Go through the entries below and copy each line that holds the word "pointer".

========================================================================

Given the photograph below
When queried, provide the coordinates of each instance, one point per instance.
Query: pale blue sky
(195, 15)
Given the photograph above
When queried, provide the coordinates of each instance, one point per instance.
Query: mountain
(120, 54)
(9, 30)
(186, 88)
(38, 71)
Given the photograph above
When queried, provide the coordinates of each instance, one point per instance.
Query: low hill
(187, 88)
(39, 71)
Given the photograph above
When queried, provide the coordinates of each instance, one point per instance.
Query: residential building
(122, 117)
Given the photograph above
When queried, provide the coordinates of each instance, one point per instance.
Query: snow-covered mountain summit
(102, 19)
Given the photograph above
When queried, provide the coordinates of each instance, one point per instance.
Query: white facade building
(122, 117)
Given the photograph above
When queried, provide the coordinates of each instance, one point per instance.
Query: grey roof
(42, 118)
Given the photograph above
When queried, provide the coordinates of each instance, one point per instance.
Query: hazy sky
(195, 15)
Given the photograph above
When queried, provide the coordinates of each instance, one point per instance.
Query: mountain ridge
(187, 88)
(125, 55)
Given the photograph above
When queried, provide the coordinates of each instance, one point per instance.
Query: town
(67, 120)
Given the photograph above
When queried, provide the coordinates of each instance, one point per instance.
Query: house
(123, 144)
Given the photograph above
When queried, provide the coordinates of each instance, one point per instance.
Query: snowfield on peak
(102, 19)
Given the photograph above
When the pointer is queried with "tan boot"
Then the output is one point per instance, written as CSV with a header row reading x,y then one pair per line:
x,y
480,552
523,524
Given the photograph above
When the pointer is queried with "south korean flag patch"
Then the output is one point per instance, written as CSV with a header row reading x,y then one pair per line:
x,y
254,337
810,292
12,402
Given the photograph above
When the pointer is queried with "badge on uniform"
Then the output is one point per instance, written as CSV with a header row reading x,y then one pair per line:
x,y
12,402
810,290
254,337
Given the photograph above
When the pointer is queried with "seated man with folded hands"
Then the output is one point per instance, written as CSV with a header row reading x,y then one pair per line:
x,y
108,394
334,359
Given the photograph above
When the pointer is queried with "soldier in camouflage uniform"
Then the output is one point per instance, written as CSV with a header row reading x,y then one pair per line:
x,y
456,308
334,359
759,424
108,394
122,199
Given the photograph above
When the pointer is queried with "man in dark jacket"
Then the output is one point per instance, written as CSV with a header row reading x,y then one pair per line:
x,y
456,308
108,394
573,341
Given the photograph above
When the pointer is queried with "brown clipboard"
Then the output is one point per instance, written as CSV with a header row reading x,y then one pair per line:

========================================================================

- Result for this task -
When the pointer is queried with "tan boot"
When the pointer is queried with "south korean flag patch"
When the pointer is queried with "badge on uniform"
When the pointer is queried with "seated man with folded hands"
When the pointer is queried with "soldier in camouflage uniform"
When the pointer is queried with "man in dark jacket"
When the pointer is queried with "brown clipboard"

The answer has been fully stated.